* [Selected excerpt]
[start]
Ikhsan Zikrak

Personal information
- Full name: Ikhsan Nul Zikrak Batubara
- Date of birth: 8 November 2002 (age 23)
- Place of birth: Padang Pariaman, Indonesia
- Height: 1.76 m (5 ft 9 in)
- Positions: Attacking midfielder; right winger;

Team information
- Current team: Borneo Samarinda
- Number: 6

Youth career
- 2017–2019: PPLP Sumatera Barat
- 2019: PSP Padang

Senior career*
- Years: Team / Apps / (Gls)
- 2021–2023: RANS Nusantara / 27 / (3)
- 2023–: Borneo Samarinda / 41 / (4)

International career^{‡}
- 2023–2024: Indonesia U23 / 5 / (0)

= Ikhsan Zikrak =

Indonesian footballer

Ikhsan Nul Zikrak Batubara (born 8 November 2002) is an Indonesian professional footballer who plays as an attacking midfielder or right winger for Liga 1 club Borneo Samarinda.

==Club career==
===RANS Nusantara===
On 23 April 2021, Zikrak was signed for RANS Nusantara to play in Liga 2 in the 2021–22 season. Zikrak made his first-team debut in a pre-season friendly against Liga 1 club Arema on 6 June 2021, and also scoring for his first team in a 6–2 loss. He made his league debut for RANS Nusantara when he was part of the starting lineup of a 2021 Liga 2 match against Persekat Tegal on 5 October in a 1–2 win. Until the end of the season, he contributed with 9 league appearances, and scored one goal in pre-season friendly match with RANS Nusantara, and also succeeded in bringing his first team to runner-up in Liga 2, and promotion to the highest tier league in Indonesia next season.

On 23 July 2022, Zikrak made his Liga 1 debut for the club in a match against PSIS Semarang, coming on as a substitute for Alfin Tuasalamony in the 79th minute. On 16 December 2022, he played full 90 minutes and scored his league goal of the season for the club in a 2–1 win against Bhayangkara.

On 30 January 2023, he scored the opening goal in a 3–1 loss over PSM Makassar. On 8 February, he scored another opening goal in a 2–1 loss to Arema.
[end]
* [Excerpted data]
[start]
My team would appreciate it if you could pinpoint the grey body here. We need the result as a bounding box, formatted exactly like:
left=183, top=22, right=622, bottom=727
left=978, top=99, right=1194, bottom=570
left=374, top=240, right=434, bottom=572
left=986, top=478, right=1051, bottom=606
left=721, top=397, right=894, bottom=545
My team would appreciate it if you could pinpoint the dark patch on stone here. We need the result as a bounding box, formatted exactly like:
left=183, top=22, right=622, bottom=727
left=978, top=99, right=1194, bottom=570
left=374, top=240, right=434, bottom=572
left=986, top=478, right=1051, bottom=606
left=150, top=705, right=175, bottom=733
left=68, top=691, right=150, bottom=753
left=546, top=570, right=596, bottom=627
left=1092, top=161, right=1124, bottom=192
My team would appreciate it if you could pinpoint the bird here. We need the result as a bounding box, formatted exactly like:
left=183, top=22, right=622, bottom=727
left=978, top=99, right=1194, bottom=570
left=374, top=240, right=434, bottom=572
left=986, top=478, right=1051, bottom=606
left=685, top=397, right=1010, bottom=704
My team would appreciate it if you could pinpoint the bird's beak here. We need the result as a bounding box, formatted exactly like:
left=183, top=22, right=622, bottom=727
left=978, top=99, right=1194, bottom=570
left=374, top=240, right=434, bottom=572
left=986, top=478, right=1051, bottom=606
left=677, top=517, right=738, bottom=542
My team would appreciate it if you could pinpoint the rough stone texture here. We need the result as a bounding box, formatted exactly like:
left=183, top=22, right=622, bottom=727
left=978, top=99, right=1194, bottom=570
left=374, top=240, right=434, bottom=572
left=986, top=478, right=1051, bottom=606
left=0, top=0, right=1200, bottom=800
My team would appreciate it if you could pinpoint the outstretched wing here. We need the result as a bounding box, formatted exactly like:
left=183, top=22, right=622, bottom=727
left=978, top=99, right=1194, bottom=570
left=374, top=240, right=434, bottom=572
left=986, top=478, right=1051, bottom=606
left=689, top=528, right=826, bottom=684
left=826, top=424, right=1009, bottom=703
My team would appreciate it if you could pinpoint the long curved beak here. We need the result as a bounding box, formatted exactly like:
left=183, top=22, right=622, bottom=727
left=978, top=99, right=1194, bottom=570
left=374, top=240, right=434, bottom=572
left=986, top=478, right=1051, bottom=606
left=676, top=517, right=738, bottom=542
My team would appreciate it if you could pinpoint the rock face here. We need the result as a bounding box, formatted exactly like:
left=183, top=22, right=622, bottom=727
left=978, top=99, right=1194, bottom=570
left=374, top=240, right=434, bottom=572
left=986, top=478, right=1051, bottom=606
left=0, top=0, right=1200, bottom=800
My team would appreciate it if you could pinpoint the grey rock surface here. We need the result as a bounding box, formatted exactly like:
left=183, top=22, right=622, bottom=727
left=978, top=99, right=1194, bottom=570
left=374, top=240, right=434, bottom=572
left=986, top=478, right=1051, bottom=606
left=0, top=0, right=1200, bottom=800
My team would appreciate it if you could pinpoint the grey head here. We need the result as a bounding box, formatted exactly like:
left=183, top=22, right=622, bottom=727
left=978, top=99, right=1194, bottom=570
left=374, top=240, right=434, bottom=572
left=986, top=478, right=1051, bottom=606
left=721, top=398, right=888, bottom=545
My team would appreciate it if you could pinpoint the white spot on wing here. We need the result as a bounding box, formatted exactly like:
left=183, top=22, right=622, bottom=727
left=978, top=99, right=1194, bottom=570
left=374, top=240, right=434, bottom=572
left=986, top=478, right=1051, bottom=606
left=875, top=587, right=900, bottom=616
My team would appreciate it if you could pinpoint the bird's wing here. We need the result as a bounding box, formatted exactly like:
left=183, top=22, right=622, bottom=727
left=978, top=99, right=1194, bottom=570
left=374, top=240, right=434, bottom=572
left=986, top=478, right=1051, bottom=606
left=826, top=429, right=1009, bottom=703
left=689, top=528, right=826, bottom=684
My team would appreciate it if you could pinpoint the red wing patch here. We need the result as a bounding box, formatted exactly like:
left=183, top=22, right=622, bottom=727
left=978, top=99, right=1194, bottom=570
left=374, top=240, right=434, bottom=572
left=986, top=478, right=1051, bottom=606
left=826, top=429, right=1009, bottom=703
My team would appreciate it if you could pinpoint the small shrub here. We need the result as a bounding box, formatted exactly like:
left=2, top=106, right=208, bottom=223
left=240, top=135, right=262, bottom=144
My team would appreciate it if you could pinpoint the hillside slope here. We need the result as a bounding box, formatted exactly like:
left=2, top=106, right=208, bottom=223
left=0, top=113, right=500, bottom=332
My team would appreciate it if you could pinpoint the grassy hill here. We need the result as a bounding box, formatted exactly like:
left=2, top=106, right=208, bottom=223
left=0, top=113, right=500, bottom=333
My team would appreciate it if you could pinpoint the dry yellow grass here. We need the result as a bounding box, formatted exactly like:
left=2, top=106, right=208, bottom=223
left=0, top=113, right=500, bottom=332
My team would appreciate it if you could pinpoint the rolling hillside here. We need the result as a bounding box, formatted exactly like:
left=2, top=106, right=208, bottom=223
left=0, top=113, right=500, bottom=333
[end]
* [What this exercise asks]
[A] In the Ikhsan Zikrak profile, which team did he face in his league debut for RANS Nusantara?
[B] Using the Ikhsan Zikrak profile, explain how RANS Nusantara came to play in Indonesia's highest-tier league in the season after 2021–22.

* [Results for the exercise]
[A] Persekat Tegal, in a 2021 Liga 2 match on 5 October.

[B] RANS Nusantara finished as runner-up in Liga 2 in the 2021–22 season. That result earned the club promotion to the highest tier league in Indonesia for the next season.